# start of Passage
Crab-trap thief Steven Shutt has a long history of marine enforcement violations

BAY MINETTE, Al.
A Baldwin County jury this week found a crab fisherman guilty of stealing dozens of commercial crab traps.
Lt. Trey Pose of the Alabama Marine Resources Enforcement Division said the jury’s decision is the largest crab-related conviction in the division’s history based on the value of the stolen traps.
Steven Randall Shutt crab trap thief.jpg
Steven Randall Shutt
Pose said Friday that officers began looking into Steven Randall Shutt after they were informed in Oct. 2009 that he had been talking about getting into the crab business by stealing other fishermen’s traps.
Officers then tracked Shutt’s activities over the next several months but were not able to catch him in possession of any stolen traps, Pose said.
On Feb. 16, 2010, Pose said, he received a tip that Shutt was about to launch his boat loaded with crab traps into Little Lagoon west of Gulf Shores.
When the deployed traps were checked, Pose said, he was able to identify several as belonging to other crabbers.
Officers called Shutt to the scene, where he claimed all of the traps were his.
Pose said officers later discovered 50 traps at Shutt’s house. He then told officers that he had either snagged the traps in his gill net or bought them from shrimp boats that had brought the traps onboard in nets, according to Pose.
# end of Passage
*What is asked:*
1 – In the crab-trap theft article, how many traps did officers find at Shutt's house?
2 – Count the lines of the listing below that contain the string "water", treating case as significant. Reply with the number alone.
# start of Data excerpts
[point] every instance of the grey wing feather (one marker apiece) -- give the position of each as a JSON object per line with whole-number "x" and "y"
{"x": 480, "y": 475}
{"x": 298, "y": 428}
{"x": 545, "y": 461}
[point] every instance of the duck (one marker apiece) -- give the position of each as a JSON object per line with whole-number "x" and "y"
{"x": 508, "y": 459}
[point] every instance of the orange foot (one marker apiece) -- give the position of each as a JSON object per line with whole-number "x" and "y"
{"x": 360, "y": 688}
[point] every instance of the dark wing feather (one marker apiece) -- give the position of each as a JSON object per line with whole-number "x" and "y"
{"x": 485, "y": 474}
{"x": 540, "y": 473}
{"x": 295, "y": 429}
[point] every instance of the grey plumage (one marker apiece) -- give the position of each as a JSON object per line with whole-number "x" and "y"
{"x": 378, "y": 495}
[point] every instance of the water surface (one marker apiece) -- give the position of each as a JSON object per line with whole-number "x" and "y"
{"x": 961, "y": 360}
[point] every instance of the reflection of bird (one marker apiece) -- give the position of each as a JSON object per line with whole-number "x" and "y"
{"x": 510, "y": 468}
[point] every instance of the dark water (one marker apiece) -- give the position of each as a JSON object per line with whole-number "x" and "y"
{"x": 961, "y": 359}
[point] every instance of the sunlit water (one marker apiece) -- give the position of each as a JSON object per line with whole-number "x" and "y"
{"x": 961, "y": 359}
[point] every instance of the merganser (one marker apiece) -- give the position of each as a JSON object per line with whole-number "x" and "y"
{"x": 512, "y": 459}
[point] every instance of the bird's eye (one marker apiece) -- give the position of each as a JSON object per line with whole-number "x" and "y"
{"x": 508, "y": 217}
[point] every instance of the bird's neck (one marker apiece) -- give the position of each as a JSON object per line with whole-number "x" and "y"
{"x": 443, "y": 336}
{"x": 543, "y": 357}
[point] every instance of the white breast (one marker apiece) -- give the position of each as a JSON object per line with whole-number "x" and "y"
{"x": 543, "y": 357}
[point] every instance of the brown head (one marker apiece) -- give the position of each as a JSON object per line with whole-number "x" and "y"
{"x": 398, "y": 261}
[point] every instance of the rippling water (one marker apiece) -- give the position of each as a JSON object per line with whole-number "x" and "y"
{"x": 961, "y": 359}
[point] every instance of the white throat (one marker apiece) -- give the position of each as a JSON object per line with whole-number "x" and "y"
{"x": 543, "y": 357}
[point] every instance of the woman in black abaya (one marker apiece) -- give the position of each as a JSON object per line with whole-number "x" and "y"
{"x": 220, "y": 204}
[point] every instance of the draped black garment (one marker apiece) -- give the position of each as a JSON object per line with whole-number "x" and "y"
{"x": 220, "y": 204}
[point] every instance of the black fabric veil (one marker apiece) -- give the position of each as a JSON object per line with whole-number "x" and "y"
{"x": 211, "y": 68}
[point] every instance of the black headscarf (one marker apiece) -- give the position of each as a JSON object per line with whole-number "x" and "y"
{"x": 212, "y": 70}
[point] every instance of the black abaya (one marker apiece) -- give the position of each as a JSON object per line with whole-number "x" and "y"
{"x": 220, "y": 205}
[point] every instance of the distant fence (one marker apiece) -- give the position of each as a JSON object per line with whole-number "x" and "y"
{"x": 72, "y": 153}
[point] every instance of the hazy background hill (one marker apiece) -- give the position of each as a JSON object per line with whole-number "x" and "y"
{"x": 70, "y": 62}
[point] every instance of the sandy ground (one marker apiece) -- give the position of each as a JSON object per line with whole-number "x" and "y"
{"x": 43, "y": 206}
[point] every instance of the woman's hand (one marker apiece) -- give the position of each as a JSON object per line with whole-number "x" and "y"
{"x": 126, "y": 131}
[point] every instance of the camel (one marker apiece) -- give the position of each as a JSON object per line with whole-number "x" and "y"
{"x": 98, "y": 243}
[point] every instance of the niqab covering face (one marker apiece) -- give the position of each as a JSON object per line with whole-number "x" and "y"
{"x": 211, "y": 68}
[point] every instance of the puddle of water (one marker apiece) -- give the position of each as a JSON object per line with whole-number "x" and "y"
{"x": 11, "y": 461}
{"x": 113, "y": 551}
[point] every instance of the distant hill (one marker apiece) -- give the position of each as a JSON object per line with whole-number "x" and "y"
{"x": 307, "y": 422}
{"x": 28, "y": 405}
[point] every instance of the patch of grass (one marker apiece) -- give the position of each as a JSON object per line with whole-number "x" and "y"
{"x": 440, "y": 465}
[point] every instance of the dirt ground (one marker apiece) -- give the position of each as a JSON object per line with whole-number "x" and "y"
# end of Data excerpts
*Answers:*
1 – 50 traps

2 – 5